▶ [Task description]: Copy each line of the data beneath in which the word "oven" appears.

* * *

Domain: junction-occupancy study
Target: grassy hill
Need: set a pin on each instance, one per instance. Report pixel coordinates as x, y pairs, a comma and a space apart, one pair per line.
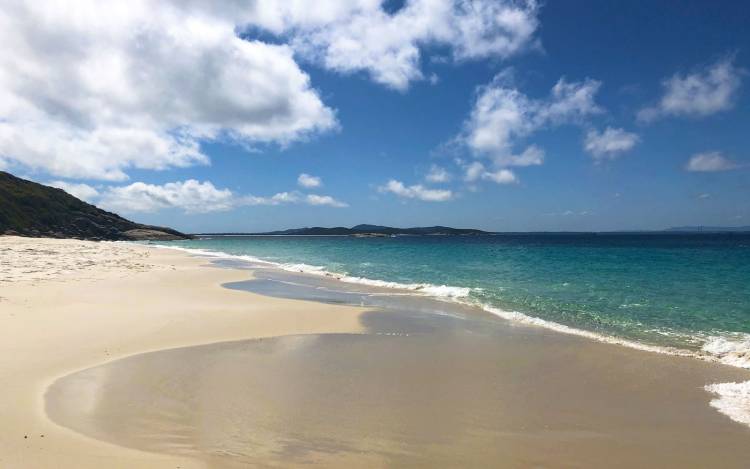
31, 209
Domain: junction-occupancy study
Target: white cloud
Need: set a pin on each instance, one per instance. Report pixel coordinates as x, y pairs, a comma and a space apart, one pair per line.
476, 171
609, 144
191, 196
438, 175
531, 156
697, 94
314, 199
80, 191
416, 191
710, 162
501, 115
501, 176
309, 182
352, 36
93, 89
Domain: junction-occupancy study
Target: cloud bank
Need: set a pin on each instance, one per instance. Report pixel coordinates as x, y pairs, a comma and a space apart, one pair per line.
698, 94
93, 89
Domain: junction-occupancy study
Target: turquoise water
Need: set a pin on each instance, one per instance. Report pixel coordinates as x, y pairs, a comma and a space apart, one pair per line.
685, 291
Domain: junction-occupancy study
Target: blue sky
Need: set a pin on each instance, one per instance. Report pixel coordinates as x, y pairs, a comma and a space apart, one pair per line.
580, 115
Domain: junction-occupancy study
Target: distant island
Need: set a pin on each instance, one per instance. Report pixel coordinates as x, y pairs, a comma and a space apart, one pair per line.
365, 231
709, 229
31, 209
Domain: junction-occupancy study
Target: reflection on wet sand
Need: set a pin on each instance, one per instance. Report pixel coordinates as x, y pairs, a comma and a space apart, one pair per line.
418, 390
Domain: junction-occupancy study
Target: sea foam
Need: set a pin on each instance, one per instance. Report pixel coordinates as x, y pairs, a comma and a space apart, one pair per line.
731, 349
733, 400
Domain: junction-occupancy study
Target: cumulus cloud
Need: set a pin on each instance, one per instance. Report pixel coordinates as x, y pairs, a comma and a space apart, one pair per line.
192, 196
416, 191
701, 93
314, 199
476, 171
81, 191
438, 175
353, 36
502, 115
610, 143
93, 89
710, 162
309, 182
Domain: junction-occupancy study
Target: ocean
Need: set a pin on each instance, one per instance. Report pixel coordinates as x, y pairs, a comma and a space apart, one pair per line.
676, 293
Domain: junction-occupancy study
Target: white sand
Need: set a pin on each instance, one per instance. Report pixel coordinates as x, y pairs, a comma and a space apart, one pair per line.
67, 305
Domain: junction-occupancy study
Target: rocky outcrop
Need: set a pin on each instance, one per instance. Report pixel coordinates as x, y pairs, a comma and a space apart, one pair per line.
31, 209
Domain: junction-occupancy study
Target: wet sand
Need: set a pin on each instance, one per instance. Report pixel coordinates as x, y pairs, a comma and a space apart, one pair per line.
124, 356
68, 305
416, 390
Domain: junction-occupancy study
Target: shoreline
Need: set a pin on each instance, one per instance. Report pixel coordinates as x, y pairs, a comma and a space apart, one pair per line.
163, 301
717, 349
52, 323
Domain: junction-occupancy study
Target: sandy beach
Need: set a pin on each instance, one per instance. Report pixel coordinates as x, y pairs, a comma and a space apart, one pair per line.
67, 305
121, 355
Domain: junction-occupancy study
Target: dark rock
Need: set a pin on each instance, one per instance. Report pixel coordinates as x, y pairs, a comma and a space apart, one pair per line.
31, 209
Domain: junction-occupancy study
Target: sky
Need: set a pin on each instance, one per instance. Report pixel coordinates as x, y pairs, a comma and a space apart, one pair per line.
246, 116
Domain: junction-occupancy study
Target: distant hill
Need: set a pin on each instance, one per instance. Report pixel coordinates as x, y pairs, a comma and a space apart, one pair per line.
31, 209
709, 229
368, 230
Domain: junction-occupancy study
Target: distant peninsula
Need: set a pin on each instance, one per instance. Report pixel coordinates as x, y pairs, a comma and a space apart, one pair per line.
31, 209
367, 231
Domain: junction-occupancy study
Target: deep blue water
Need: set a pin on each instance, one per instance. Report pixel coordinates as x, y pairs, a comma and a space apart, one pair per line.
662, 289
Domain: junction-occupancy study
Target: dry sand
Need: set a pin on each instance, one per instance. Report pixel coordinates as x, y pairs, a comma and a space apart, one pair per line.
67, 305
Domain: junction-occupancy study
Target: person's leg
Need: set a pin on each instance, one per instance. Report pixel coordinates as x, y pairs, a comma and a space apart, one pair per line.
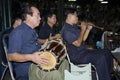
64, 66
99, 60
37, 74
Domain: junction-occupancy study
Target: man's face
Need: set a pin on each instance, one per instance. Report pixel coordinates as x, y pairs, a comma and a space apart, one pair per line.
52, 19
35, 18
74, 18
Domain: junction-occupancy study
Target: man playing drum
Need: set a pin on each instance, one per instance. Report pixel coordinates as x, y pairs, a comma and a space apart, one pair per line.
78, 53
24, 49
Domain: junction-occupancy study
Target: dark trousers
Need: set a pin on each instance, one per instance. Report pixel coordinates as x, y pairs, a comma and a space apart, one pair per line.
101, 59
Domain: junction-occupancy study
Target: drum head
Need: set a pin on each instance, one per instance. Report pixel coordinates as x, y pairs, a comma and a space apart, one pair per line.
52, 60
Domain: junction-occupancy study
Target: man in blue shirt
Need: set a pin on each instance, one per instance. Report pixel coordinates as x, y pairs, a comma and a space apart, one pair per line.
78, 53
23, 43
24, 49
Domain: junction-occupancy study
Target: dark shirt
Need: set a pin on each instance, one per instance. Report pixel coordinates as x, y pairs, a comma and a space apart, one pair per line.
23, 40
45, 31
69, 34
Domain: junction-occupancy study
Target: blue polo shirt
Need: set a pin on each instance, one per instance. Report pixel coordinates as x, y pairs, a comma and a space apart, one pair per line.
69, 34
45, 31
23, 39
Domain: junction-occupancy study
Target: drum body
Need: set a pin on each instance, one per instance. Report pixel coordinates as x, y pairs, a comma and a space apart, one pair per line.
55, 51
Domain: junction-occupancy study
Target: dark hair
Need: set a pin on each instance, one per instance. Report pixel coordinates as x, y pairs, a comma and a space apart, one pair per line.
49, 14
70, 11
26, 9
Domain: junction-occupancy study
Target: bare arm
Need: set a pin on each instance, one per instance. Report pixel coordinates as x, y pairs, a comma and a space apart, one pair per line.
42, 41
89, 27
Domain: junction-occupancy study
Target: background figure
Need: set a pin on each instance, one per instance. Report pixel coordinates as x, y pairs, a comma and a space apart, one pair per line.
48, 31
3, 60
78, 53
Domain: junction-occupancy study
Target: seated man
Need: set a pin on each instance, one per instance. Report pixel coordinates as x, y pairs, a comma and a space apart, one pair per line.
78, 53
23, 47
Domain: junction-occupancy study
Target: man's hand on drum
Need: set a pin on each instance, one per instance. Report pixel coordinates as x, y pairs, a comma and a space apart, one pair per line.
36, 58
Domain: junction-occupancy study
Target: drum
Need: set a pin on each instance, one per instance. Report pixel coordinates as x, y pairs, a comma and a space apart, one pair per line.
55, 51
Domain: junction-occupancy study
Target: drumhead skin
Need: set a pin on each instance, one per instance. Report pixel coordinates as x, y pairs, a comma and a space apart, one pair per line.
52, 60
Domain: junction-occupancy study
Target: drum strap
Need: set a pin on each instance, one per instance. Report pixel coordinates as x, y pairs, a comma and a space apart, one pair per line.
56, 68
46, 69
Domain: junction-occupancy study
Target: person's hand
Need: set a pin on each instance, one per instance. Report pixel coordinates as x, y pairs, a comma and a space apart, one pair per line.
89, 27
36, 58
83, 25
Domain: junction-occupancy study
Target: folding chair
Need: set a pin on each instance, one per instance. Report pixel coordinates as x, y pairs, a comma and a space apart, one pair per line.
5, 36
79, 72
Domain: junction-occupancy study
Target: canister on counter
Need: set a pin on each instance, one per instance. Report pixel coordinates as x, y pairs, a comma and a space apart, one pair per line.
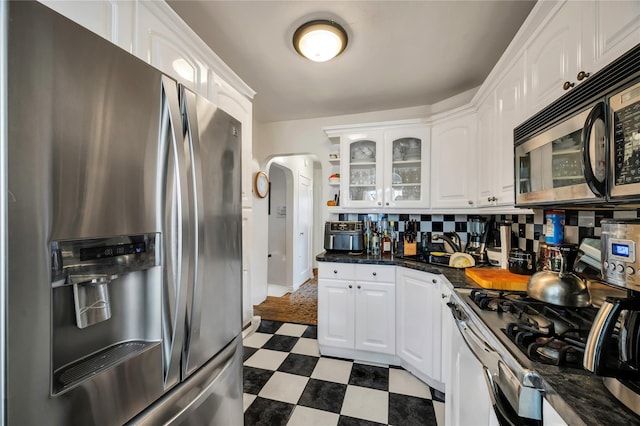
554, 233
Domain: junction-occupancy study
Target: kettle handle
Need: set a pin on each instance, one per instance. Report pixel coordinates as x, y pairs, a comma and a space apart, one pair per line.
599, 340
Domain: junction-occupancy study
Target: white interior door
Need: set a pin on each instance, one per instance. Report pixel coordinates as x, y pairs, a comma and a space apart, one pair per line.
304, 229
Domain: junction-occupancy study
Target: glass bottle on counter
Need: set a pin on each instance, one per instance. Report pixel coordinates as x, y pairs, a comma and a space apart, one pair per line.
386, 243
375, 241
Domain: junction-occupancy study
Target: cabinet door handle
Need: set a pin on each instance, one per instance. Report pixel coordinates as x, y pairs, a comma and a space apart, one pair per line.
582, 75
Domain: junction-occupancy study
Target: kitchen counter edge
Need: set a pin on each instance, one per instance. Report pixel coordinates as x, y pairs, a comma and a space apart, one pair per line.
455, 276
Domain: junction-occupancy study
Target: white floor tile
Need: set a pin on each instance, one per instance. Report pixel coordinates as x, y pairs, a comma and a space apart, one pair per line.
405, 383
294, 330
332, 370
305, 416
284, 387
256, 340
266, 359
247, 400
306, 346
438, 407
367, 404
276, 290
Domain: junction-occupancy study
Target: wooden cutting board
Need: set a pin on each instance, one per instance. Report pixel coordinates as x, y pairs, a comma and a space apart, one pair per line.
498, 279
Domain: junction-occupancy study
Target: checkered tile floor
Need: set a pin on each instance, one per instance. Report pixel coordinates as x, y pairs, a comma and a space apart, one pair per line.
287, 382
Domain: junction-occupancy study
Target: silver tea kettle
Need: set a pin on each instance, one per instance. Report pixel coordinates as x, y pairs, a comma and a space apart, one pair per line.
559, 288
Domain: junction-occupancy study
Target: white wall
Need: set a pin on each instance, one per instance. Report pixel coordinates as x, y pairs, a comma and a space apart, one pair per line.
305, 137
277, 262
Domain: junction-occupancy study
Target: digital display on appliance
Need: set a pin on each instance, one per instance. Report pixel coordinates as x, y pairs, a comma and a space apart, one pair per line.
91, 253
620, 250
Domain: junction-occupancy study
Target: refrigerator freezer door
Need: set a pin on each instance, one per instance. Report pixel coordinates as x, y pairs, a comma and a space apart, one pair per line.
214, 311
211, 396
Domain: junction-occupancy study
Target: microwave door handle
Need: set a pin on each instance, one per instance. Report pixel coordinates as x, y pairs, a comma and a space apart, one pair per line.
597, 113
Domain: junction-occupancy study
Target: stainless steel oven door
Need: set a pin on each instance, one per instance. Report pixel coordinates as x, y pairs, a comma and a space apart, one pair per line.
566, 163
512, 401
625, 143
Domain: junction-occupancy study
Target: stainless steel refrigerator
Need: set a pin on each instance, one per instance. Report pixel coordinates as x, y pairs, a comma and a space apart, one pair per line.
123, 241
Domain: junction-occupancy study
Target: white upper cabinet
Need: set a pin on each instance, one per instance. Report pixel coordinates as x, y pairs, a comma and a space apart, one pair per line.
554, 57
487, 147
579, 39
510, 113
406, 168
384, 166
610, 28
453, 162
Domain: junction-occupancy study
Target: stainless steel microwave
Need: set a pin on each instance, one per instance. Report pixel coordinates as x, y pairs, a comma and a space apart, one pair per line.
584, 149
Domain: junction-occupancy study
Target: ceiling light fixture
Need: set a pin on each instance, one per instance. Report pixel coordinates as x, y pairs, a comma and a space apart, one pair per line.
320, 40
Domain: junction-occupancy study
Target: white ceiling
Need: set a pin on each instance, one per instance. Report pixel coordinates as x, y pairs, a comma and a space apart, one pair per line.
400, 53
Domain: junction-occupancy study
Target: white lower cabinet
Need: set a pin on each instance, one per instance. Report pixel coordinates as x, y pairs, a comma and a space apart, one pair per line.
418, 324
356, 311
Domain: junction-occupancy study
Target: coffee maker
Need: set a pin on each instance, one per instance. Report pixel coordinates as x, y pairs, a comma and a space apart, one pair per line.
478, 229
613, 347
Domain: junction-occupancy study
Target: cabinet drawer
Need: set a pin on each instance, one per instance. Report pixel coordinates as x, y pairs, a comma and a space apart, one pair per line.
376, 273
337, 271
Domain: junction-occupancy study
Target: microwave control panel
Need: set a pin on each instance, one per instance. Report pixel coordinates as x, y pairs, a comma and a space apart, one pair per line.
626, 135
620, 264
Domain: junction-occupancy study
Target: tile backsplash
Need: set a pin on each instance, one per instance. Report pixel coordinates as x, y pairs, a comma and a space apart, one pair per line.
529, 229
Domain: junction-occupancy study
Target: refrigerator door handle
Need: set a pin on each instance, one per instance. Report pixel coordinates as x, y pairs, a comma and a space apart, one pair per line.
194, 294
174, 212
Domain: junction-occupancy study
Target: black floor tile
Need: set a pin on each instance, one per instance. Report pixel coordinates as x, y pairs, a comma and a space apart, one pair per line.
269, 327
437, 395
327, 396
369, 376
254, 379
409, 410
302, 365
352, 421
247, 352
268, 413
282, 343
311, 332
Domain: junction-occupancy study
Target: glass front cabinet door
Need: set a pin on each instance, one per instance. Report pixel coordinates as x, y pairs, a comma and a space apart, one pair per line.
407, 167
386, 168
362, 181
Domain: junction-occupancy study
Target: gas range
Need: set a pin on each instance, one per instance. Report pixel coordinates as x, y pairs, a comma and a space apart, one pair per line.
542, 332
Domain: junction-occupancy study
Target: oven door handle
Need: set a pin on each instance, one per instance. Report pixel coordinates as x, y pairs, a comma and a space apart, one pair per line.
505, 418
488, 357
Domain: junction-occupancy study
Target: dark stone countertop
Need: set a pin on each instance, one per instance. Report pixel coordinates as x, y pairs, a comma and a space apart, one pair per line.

* * *

▶ [Exercise answer]:
Target: stainless steel oven door
Target: oven door handle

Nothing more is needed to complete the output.